ARCHIVED CONTENT: In December 2020, the CZO program was succeeded by the Critical Zone Collaborative Network (CZ Net) ×

CZ themed issue of NAGT’s In the Trenches

31 Oct 2017
News Source: NAGT

This issue of In the Trenches explores the richly interdisciplinary concept of the Critical Zone (CZ).

In the Trenches - October 2017
Exploring the Critical Zone, Earth's Outer Skin
Volume 7, Number 4

This issue of In the Trenches explores the richly interdisciplinary concept of the Critical Zone (CZ). Earth's Critical Zone extends from the top of the tree canopy to the base of the groundwater lens. Nearly all terrestrial life inhabits the CZ. It is a zone of important physical and chemical transformations, the place where rainwater becomes drinking water, and the source of the overwhelming majority of our food. The NSF-funded Critical Zone Observatories (CZOs) have engaged in multidisciplinary study of the CZ for nearly a decade.

A NAGT membership is required to access most of full articles in this issue:

Web Features

Critical Zone Science InTeGrate Course»

• _Raw records_:

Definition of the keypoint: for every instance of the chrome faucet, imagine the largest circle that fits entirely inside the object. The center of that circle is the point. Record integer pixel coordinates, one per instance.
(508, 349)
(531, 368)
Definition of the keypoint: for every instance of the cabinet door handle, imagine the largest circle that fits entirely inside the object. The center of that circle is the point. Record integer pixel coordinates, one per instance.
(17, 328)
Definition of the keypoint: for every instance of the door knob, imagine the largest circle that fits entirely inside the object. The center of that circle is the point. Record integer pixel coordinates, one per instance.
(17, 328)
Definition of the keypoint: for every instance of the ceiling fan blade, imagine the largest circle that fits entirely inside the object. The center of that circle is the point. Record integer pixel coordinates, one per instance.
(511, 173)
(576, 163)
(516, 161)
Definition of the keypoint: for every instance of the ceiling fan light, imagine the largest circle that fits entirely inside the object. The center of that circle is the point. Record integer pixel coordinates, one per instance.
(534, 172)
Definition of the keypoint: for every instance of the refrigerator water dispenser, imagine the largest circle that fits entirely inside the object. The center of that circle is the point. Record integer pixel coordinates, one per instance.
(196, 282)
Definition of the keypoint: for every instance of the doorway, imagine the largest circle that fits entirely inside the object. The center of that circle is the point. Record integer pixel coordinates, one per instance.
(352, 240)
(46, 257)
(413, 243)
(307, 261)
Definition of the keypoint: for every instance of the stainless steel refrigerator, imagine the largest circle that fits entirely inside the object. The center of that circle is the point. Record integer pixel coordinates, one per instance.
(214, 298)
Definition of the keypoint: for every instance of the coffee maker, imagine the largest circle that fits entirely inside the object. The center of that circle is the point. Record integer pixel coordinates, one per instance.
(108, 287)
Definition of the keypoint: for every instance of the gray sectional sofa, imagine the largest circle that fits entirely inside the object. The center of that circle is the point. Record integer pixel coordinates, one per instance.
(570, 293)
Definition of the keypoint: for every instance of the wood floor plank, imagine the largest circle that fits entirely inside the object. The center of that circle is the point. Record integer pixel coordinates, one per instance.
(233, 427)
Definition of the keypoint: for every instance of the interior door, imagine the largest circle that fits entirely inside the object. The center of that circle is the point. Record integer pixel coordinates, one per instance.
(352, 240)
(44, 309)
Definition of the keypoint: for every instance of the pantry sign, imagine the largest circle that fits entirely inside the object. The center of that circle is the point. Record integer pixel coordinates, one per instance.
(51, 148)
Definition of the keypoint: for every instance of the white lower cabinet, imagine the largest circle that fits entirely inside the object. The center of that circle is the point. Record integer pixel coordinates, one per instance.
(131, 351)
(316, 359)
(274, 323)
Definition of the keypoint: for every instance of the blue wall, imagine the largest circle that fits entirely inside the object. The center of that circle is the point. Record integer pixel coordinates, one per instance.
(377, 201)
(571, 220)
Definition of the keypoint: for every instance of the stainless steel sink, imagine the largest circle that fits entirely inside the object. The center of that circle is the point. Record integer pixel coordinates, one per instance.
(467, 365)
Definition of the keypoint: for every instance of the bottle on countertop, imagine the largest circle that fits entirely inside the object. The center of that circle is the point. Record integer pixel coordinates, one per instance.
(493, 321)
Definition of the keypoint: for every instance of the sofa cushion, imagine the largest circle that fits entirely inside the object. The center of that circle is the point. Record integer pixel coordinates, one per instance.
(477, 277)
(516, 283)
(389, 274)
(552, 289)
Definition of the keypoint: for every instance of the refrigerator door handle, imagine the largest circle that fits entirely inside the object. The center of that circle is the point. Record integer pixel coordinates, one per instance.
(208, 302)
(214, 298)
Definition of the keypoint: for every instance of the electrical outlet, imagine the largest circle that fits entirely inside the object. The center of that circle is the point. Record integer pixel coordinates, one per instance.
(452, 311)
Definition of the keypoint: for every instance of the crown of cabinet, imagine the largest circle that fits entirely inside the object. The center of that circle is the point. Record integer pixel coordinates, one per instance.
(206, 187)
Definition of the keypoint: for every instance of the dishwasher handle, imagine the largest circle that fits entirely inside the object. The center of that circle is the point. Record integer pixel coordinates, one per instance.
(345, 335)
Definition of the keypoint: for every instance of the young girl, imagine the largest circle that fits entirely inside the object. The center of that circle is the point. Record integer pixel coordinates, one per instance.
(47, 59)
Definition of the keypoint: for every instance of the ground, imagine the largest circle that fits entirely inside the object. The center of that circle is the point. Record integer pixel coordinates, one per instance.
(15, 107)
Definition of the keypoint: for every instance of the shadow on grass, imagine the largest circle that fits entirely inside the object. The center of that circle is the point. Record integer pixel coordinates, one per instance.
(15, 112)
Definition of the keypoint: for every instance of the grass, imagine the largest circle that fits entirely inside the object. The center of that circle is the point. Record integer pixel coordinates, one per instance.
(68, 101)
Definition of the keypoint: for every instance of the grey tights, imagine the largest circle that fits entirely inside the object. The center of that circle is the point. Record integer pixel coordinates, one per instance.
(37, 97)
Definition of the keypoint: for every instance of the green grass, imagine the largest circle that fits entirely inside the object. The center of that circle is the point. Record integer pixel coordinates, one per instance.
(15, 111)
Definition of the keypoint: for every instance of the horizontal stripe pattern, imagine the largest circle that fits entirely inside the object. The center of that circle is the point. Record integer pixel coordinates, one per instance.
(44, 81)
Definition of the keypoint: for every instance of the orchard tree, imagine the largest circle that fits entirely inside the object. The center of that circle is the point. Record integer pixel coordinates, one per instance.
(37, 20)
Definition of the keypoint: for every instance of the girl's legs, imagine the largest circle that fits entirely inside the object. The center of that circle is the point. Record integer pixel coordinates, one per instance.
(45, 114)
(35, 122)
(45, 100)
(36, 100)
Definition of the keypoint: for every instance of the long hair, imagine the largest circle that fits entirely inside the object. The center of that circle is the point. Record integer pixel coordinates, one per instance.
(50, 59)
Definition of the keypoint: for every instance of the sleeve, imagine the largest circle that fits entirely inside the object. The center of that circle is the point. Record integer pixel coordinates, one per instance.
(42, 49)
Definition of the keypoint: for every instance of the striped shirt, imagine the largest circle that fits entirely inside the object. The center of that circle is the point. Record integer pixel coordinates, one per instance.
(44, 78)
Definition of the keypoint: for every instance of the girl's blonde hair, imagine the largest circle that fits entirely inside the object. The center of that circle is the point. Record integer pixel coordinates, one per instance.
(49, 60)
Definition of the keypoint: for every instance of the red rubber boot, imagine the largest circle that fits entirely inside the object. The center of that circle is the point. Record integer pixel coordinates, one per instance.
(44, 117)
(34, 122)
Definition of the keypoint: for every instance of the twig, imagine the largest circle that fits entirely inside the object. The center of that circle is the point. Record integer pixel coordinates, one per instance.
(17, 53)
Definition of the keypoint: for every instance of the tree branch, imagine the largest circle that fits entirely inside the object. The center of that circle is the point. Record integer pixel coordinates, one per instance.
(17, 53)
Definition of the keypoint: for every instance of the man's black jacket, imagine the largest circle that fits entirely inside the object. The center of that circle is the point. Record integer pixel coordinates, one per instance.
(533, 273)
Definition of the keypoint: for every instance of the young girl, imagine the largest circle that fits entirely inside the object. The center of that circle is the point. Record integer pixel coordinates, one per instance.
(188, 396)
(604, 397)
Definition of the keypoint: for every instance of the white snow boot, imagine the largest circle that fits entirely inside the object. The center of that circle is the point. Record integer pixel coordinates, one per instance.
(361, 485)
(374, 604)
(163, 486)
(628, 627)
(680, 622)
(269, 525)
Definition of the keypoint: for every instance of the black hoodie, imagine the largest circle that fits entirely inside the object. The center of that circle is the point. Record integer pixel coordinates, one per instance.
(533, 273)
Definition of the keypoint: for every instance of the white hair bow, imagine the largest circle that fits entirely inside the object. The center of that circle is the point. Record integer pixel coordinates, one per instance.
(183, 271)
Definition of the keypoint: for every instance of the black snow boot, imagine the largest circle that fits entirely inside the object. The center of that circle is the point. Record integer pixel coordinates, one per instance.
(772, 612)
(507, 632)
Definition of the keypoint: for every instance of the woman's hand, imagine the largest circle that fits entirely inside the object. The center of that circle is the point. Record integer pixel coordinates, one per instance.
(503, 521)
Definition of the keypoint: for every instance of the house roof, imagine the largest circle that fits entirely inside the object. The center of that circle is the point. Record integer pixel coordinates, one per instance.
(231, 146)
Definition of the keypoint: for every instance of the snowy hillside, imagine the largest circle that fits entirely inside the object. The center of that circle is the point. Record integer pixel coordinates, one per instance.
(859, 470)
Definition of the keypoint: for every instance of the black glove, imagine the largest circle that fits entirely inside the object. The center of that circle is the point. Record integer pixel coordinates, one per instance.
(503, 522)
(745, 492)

• _The tasks_:
a) Using the page on the Critical Zone issue of In the Trenches, answer these:
(i) In what month and year was the CZO program succeeded by the Critical Zone Collaborative Network?
(ii) What volume and number does the October 2017 issue carry?
(iii) Between which two points does Earth's Critical Zone extend?
b) Please carry on the page about the Critical Zone issue of In the Trenches, picking up after its final line.

• _Answers by task_:
a)
(i) December 2020
(ii) Volume 7, Number 4
(iii) From the top of the tree canopy to the base of the groundwater lens

b)
This 15-week, seven-module course from InTeGrate, also featured on the Teach the Earth portal, introduces and examines the Critical Zone (CZ), Earth's permeable layer that extends from the top of vegetation to the bottom of the fresh groundwater zone. This course makes use of authentic and credible geoscience data such as CZO data and Ameriflux network data. It also promotes systems thinking by incorporating examples and activities that demonstrate the connection between water, air, soil, and organisms in biogeochemical processes within the CZ.

Teaching Activity: Integrated Critical Zone Project »
This teaching activity, developed by participants in an On the Cutting Edge workshop, offers a way to assemble information about geology, hydrogeology, and soils into a coherent whole in a way that may otherwise not happen in any one class. The "critical zone" concept ties the pieces together.

How to read elemental soil profiles to investigate the biogeochemical processes in Critical Zone»
In this teaching activity, developed by participants in an On the Cutting Edge workshop, students use elemental chemistry data in a soil profile to explore major biogeochemical processes that dominate in critical zone. Data will be provided, and students calculate and graph the mass transfer coefficients as a function of depth using Excel. Based on these plots, student make generalized statements about how different elements behave in this soil profile and what processes dominate, e.g., depletion by rock-water interaction, addition by dust inputs, elemental loading by human activities, etc.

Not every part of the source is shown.